> **The request**:
Lay out the records below as a two-column CSV with the header record_text,points. Give one row per record: the record's text goes in the first quoted field and its answer in the second, with every line break inside a field replaced by a space.

> **Dataset excerpts**:
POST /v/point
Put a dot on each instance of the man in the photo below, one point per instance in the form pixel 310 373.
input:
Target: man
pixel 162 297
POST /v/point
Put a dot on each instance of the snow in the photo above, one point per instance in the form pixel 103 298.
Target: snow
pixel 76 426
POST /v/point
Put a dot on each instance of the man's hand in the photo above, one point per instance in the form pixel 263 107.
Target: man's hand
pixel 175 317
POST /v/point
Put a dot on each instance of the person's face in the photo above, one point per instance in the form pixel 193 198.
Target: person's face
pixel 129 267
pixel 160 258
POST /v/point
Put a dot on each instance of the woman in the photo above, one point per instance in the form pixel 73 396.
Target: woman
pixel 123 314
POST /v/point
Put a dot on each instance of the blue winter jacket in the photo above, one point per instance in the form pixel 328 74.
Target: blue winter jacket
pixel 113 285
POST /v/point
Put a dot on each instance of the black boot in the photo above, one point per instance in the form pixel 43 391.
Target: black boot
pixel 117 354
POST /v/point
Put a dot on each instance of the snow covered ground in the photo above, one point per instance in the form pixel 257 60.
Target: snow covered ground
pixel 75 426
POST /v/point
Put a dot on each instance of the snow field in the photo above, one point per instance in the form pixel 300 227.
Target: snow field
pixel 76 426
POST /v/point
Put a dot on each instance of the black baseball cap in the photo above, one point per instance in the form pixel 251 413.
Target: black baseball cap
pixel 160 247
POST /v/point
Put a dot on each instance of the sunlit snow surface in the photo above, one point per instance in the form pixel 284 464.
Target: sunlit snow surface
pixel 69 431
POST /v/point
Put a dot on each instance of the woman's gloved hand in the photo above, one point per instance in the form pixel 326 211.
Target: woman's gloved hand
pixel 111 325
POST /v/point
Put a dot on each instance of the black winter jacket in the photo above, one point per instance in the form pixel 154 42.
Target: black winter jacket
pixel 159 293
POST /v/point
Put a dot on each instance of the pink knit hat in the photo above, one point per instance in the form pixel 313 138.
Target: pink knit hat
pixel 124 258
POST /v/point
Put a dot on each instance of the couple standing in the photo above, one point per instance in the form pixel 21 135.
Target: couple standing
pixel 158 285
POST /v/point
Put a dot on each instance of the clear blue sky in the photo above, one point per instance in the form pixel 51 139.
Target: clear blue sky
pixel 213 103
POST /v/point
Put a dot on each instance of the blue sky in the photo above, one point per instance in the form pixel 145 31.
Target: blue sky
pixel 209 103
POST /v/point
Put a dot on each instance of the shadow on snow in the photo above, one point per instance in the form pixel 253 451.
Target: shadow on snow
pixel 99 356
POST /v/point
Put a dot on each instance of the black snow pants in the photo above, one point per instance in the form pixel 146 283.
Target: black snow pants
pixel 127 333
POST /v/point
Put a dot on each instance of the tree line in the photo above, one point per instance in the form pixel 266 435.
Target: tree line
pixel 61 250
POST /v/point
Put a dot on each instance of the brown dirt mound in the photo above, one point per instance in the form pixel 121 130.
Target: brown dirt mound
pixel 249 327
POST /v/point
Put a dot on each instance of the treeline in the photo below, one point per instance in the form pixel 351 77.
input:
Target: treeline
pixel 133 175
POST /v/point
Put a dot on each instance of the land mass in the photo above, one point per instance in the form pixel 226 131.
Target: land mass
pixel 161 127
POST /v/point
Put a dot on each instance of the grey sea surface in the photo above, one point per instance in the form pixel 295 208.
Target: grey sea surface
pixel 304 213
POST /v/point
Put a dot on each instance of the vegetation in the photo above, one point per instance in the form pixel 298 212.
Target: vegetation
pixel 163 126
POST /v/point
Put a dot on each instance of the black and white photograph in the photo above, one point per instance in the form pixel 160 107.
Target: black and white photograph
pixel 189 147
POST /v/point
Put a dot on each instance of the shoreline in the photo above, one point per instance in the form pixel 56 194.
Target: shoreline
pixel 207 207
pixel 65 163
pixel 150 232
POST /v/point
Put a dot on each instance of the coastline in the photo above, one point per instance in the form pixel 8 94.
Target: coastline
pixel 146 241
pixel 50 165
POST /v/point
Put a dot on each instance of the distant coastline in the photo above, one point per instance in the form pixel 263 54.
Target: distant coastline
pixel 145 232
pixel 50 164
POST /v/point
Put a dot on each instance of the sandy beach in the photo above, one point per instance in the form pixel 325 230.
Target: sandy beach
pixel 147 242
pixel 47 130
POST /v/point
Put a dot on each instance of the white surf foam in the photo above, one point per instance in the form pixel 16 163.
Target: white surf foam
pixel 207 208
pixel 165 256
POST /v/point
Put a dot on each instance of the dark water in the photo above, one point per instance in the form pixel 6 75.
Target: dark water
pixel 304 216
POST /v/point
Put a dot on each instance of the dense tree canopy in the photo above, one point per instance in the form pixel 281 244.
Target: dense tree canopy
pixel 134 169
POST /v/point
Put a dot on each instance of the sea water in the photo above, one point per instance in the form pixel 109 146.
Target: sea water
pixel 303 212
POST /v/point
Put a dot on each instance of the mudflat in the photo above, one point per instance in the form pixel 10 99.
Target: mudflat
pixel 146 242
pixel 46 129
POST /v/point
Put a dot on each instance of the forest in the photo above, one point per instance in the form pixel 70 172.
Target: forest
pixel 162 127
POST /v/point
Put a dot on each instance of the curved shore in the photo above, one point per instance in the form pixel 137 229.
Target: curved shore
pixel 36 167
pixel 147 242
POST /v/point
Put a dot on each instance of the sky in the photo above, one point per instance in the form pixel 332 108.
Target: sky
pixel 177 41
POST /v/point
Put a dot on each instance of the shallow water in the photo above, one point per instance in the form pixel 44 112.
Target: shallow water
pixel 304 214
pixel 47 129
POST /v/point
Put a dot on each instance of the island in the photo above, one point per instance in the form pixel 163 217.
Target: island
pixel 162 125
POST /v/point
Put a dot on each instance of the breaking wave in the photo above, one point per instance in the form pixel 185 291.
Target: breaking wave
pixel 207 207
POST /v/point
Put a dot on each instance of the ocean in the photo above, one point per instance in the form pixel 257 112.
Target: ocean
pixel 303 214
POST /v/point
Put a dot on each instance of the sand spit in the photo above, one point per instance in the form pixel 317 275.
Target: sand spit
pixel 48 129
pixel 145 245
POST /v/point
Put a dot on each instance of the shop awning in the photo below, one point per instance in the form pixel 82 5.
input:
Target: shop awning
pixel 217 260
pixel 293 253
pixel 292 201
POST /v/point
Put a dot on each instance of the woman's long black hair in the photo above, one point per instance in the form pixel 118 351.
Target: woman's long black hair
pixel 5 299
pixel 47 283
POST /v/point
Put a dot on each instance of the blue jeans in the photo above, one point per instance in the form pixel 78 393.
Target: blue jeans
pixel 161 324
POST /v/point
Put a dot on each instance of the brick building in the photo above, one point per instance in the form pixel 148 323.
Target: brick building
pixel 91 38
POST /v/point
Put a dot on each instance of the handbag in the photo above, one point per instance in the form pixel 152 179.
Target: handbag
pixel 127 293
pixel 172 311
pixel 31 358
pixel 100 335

> **Expected answer**:
record_text,points
"POST /v/point Put a dot on each instance of the man in the photo below, one point per instance in the form pixel 310 373. input: Target: man","pixel 162 297"
"POST /v/point Put a dot on each instance of the snow in the photo above, one point per instance in the form pixel 103 298. Target: snow","pixel 76 426"
"POST /v/point Put a dot on each instance of the man's hand in the photo above, one point per instance in the form pixel 263 107. Target: man's hand","pixel 175 317"
"POST /v/point Put a dot on each instance of the person's face in the photo above, one point per instance in the form pixel 193 198. Target: person's face","pixel 129 267 pixel 160 258"
"POST /v/point Put a dot on each instance of the woman in the photo above, one point per instance in the form pixel 73 396. Target: woman","pixel 123 314"
"POST /v/point Put a dot on each instance of the blue winter jacket in the photo above, one point per instance in the form pixel 328 74. Target: blue winter jacket","pixel 113 285"
"POST /v/point Put a dot on each instance of the black boot in the photo above, one point per instance in the form pixel 43 391. Target: black boot","pixel 117 354"
"POST /v/point Put a dot on each instance of the snow covered ground in the photo above, one point per instance in the form pixel 257 60. Target: snow covered ground","pixel 75 426"
"POST /v/point Put a dot on each instance of the snow field in the photo above, one point per instance in the form pixel 300 227. Target: snow field","pixel 76 426"
"POST /v/point Put a dot on each instance of the black baseball cap in the photo above, one point per instance in the form pixel 251 413. Target: black baseball cap","pixel 160 247"
"POST /v/point Put a dot on each instance of the sunlit snow surface in the photo above, one point per instance in the form pixel 284 464. Target: sunlit snow surface","pixel 69 431"
"POST /v/point Put a dot on each instance of the woman's gloved hand in the photo above, one point per instance in the form pixel 326 211. Target: woman's gloved hand","pixel 111 325"
"POST /v/point Put a dot on each instance of the black winter jacket in the photo above, one point per instance in the form pixel 154 42. Target: black winter jacket","pixel 159 293"
"POST /v/point Put a dot on each instance of the pink knit hat in the photo above, one point per instance in the form pixel 313 138. Target: pink knit hat","pixel 124 258"
"POST /v/point Put a dot on each instance of the couple standing in the photo above, one point per instance in the form pixel 21 135. Target: couple standing","pixel 158 285"
"POST /v/point Put a dot on each instance of the clear blue sky in the photo above, one point per instance in the form pixel 51 139. Target: clear blue sky","pixel 213 103"
"POST /v/point Put a dot on each instance of the blue sky in the photo above, one point per instance in the form pixel 145 31. Target: blue sky","pixel 209 103"
"POST /v/point Put a dot on each instance of the shadow on snow in the photo above, one point per instance in the form pixel 253 451. Target: shadow on snow","pixel 99 356"
"POST /v/point Put a dot on each instance of the black snow pants in the photo above, one point per instance in the form pixel 146 283. Target: black snow pants","pixel 127 333"
"POST /v/point Put a dot on each instance of the tree line in the photo above, one point per instance in the form pixel 266 435. Target: tree line","pixel 61 250"
"POST /v/point Put a dot on each instance of the brown dirt mound in the photo above, one point per instance in the form pixel 121 130. Target: brown dirt mound","pixel 249 327"
"POST /v/point Put a dot on each instance of the treeline in the photo below, one point per instance in the form pixel 351 77. input: Target: treeline","pixel 133 175"
"POST /v/point Put a dot on each instance of the land mass in the photo above, one point per instance in the form pixel 226 131. Target: land mass","pixel 161 127"
"POST /v/point Put a dot on each instance of the grey sea surface in the photo above, one point per instance in the form pixel 295 208. Target: grey sea surface","pixel 304 213"
"POST /v/point Put a dot on each instance of the vegetation in the photo above, one point per instance in the form pixel 298 212. Target: vegetation","pixel 163 126"
"POST /v/point Put a dot on each instance of the black and white photograph in the photo above, one point per instance in the form pixel 160 107. Target: black and white photograph","pixel 189 147"
"POST /v/point Put a dot on each instance of the shoreline in the photo above, one point per instance in the form pixel 56 194. Target: shoreline","pixel 207 207 pixel 65 163 pixel 150 232"
"POST /v/point Put a dot on each instance of the coastline in the photo above, one point per instance in the form pixel 8 94. Target: coastline","pixel 146 241 pixel 50 165"
"POST /v/point Put a dot on each instance of the distant coastline in the photo above, one point per instance in the form pixel 263 54. Target: distant coastline","pixel 145 232 pixel 50 164"
"POST /v/point Put a dot on each instance of the sandy beach in the photo above, one point per instance in the form pixel 325 230. Target: sandy beach","pixel 147 242 pixel 47 130"
"POST /v/point Put a dot on each instance of the white surf foam in the photo above, one point per instance in the form pixel 16 163. Target: white surf foam","pixel 207 208 pixel 165 256"
"POST /v/point Put a dot on each instance of the dark water in the photo above, one point per instance in the form pixel 6 75. Target: dark water","pixel 304 216"
"POST /v/point Put a dot on each instance of the dense tree canopy in the photo above, one point per instance in the form pixel 281 244. Target: dense tree canopy","pixel 134 169"
"POST /v/point Put a dot on each instance of the sea water in the photo above, one point per instance in the form pixel 109 146. Target: sea water","pixel 303 212"
"POST /v/point Put a dot on each instance of the mudflat in the photo above, one point per instance in the form pixel 10 99. Target: mudflat","pixel 146 242 pixel 46 129"
"POST /v/point Put a dot on each instance of the forest in the photo above, one point per instance in the form pixel 70 172. Target: forest","pixel 162 127"
"POST /v/point Put a dot on each instance of the curved shore in the photo above, one point per instance in the form pixel 137 229. Target: curved shore","pixel 36 167 pixel 147 242"
"POST /v/point Put a dot on each instance of the sky in the photo above, one point per instance in the form pixel 332 108. Target: sky","pixel 177 41"
"POST /v/point Put a dot on each instance of the shallow water in the photo above, one point per instance in the form pixel 44 112. Target: shallow water","pixel 304 214 pixel 47 129"
"POST /v/point Put a dot on each instance of the island in the photo above, one point per instance in the form pixel 163 217. Target: island","pixel 162 125"
"POST /v/point Put a dot on each instance of the breaking wave in the photo above, one point per instance in the form pixel 185 291. Target: breaking wave","pixel 207 207"
"POST /v/point Put a dot on each instance of the ocean in the photo above, one point per instance in the form pixel 257 112. Target: ocean","pixel 303 214"
"POST /v/point Put a dot on each instance of the sand spit in the photo above, one point per instance in the form pixel 317 275. Target: sand spit","pixel 48 129 pixel 145 245"
"POST /v/point Put a dot on each instance of the shop awning in the photo below, one point per instance in the form pixel 82 5. input: Target: shop awning","pixel 217 260 pixel 293 253 pixel 292 201"
"POST /v/point Put a dot on each instance of the woman's long black hair in the photo above, one point per instance in the form pixel 118 351. Target: woman's long black hair","pixel 5 299 pixel 47 283"
"POST /v/point Put a dot on each instance of the blue jeans in the photo above, one point per instance in the form pixel 78 393. Target: blue jeans","pixel 161 324"
"POST /v/point Put a dot on each instance of the brick building in the photo above, one point per instance in the form pixel 148 323. Target: brick building","pixel 91 38"
"POST /v/point Put a dot on each instance of the handbag in the photo above, one point per instance in the form pixel 152 179. Target: handbag","pixel 127 293 pixel 172 311 pixel 31 358 pixel 100 335"